I am Secretary for my Lodge and I do a bi-monthly Trestle Board (newsletter).  One thing I took to doing was putting some Masonic Education into the Trestle Board, and I have gotten rave reviews from the Brethren.  I found articles to use on-line (make sure you credit the authors) I have done question & answer sessions, and I have put together short articles of my own.  I use a combination of e-mail and snail-mail to distribute the Trestle Board to the Brethren.  We have around 90 members and 35% or so are 50 year and older members who don't use a computer and they seem to enjoy hearing from the Lodge every other month.  Try to get another member or two involved as this can get overwhelming in short order if you try to do a monthly newsletter (especially if you are working full time, or involved in other organizations)


----------



## CajunTinMan (Oct 26, 2012)

This is very useful. Thanks guys. Right now I only have me to get it rolling. Do y'all use bulk mail?


----------



## relapse98 (Oct 26, 2012)

CajunTinMan said:


> Do y'all use bulk mail?



You probably don't have enough to mail out to make bulk mail work. 
http://pe.usps.com/businessmail101/getstarted/bulkmail.htm


----------



## crono782 (Oct 26, 2012)

@MarkR
Nice newsletter, nice to see a clean format. I'm personally not a fan of "serif" fonts in e-communication, but I bet it looks pretty nice in print.


----------



## CajunTinMan (Oct 26, 2012)

Did you use Serif to creat yours?


----------



## crono782 (Oct 26, 2012)

I just mean in general. I spend so much time online (which comparatively, uses very little serif type fonts; this site has practically none) and so little in books (which use quite a bit) that serif type fonts look foreign to my eyes, hah. It's just preference.


----------



## CajunTinMan (Oct 26, 2012)

Custer what program are you using to make your newsletter?


----------



## Custer148 (Oct 26, 2012)

Records supplied ->

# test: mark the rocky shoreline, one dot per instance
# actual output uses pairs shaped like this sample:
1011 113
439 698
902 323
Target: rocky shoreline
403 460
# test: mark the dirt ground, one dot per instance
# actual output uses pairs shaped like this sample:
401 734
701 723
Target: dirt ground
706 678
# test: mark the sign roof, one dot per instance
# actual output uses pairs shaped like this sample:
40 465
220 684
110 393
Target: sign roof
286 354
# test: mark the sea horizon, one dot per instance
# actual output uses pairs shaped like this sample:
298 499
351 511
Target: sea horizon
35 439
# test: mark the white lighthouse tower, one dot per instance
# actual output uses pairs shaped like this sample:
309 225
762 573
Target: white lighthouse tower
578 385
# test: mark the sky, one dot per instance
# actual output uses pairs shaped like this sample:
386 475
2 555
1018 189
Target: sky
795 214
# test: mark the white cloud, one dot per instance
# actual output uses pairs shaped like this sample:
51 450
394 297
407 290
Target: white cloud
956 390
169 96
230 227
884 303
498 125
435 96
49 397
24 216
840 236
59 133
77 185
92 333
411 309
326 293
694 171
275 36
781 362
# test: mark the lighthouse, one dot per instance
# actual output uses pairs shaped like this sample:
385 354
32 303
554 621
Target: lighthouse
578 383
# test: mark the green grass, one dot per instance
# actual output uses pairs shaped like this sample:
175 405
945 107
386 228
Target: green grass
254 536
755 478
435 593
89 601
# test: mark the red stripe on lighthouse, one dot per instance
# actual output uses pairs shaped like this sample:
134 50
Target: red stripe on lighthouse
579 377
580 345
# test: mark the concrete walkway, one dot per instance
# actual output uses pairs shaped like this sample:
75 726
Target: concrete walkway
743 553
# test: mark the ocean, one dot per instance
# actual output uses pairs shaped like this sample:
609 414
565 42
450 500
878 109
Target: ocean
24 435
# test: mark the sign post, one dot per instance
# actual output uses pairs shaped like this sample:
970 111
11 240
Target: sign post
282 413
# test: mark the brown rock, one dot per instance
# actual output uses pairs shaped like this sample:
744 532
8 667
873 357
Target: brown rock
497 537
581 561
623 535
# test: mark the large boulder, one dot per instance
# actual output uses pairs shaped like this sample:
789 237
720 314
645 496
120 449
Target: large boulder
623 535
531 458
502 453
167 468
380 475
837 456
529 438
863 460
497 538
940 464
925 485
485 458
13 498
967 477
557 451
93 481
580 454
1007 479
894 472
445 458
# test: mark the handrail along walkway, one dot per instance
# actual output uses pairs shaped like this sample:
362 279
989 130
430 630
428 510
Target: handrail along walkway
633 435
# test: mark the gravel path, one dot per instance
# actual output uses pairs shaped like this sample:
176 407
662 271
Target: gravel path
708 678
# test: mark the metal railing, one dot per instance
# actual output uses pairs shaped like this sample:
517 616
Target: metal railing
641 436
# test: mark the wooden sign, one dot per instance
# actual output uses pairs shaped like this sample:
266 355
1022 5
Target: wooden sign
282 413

Stated exercise 1 ->
Return the part of the newsletter thread that opens with the words containing "I just mean" and closes with "It's just preference.", unchanged.
Stated exercise 2 ->
In the newsletter thread, how often does the Lodge Secretary put out the Trestle Board?
The records have no part in this work.

Worked solution 1 ->
I just mean in general. I spend so much time online (which comparatively, uses very little serif type fonts; this site has practically none) and so little in books (which use quite a bit) that serif type fonts look foreign to my eyes, hah. It's just preference.

Worked solution 2 ->
Bi-monthly, that is, every other month.